> _Estratto da leggere_
>>
La lettura di Un labirinto incerto richiede dunque una conoscenza matematica, sebbene la matematica del libro non sia complicata: “basta avere la volontà di leggerlo!”. Volontà legata all’apprendimento del linguaggio matematico di cui parlavamo poco fa. Ma niente paura: è l’autore stesso a guidarvi passo passo lungo questo processo! A quel punto Riccardo decide di unire le sue due passioni: matematica e poesia, che costituiscono il famoso labirinto incerto da intraprendere in compagnia. 

Riccardo ha la sensazione di non aver soddisfatto a pieno la casa editrice con il suo scritto, che forse si aspettava qualcosa di diverso. Del resto il libro contiene “troppe formule” (“anche se sono equazioni!”), come l’editore gli ha fatto notare. L’autore infatti comprende che “l’aspetto formale di matematica possa spaventare il lettore, che non compra libri con formule o equazioni. Sono felice di aver trovato due persone di formazione diversa che lo hanno letto!”

Tuttavia ne è molto soddisfatto e aggiunge, tra il serio e il faceto,

“Ho capito di non essere scrittore, ma mi sono divertito!”

L’incontro con Riccardo Giannitrapani lettore

I saggi

Forse non si vede come uno scrittore, ma è di sicuro un grande lettore. Durante la chiacchierata, in effetti, la parete dietro di lui appare strabordante di libri.
<<
> _Righe fornite_
>>
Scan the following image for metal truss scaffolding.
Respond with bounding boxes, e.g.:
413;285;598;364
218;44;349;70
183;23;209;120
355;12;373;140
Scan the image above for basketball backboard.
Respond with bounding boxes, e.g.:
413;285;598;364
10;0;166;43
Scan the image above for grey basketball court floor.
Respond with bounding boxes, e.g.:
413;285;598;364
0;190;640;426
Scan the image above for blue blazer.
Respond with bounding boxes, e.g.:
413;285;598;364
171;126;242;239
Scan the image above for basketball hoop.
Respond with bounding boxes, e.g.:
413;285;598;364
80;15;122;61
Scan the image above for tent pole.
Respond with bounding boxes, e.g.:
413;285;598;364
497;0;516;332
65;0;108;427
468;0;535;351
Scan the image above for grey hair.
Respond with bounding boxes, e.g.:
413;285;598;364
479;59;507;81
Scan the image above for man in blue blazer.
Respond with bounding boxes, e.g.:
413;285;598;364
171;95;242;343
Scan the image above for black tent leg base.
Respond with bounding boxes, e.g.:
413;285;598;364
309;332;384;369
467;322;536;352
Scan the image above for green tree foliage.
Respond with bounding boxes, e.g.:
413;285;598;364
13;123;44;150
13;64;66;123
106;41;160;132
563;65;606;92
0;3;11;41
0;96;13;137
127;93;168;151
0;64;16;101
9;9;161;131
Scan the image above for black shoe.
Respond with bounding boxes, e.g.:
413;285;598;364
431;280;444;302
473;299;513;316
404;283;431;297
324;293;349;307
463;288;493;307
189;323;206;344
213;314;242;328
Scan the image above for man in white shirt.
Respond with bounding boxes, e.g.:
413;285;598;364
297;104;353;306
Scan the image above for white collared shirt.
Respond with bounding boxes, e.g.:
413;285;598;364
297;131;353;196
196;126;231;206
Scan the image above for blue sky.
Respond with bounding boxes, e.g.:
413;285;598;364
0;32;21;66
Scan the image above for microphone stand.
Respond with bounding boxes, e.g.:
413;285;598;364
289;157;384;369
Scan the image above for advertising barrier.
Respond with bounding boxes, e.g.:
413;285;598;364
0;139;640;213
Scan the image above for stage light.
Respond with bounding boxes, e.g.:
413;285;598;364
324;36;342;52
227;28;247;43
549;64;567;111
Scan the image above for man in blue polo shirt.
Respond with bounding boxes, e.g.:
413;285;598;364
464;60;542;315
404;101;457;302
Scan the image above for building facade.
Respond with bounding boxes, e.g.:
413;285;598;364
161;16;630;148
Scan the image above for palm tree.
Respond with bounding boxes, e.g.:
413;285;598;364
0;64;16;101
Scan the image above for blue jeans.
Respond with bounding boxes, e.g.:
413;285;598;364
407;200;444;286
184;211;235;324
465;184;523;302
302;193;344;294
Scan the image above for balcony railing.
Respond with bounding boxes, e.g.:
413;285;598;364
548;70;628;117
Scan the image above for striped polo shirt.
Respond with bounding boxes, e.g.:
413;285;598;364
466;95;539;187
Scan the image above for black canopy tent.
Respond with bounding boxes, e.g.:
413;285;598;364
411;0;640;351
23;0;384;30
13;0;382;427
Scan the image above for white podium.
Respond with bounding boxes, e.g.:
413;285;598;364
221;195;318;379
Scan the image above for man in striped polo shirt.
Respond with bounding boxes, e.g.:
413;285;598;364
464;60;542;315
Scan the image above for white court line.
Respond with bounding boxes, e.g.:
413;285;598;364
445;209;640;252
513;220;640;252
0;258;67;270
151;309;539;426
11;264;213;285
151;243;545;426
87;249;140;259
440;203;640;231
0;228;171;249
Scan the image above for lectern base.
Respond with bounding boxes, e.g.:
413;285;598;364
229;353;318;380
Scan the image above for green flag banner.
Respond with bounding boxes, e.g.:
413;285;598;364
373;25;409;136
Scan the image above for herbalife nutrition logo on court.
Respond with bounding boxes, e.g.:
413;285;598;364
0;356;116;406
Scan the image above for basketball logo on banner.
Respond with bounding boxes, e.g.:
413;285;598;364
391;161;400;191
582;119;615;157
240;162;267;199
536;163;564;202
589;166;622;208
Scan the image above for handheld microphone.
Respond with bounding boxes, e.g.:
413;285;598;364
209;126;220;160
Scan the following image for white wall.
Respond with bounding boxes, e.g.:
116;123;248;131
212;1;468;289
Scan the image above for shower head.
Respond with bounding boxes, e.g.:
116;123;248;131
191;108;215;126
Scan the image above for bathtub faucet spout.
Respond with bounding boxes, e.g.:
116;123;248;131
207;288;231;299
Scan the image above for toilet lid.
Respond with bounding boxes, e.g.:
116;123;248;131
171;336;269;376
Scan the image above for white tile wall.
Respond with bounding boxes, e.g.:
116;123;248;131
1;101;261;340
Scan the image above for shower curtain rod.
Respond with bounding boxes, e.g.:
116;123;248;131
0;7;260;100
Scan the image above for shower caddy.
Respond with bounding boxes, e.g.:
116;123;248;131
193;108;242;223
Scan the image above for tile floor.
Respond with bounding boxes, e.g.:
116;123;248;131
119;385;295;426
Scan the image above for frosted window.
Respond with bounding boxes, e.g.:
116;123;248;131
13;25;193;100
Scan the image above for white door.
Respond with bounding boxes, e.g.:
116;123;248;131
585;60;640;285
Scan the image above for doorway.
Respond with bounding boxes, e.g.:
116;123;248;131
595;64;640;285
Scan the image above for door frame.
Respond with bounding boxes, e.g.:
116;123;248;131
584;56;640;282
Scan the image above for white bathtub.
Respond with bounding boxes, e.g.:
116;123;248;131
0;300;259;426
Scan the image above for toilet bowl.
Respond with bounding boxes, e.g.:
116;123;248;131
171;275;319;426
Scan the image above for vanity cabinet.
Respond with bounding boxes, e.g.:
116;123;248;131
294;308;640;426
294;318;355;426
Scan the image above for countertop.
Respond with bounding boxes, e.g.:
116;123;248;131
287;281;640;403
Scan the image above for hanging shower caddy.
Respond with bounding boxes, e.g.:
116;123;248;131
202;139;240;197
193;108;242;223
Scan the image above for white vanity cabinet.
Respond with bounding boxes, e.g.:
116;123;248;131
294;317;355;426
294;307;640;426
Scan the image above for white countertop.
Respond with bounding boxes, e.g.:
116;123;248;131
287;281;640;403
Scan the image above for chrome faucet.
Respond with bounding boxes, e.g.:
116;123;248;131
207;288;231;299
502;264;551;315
<<
> _Compiti da svolgere_
1. Secondo l'estratto, quali due passioni decide di unire Riccardo?
2. Stampa il passo dell'estratto che inizia con "L’incontro con Riccardo" e termina con "strabordante di libri.".

> _Soluzioni degli esercizi_
1. La matematica e la poesia.

2.
L’incontro con Riccardo Giannitrapani lettore

I saggi

Forse non si vede come uno scrittore, ma è di sicuro un grande lettore. Durante la chiacchierata, in effetti, la parete dietro di lui appare strabordante di libri.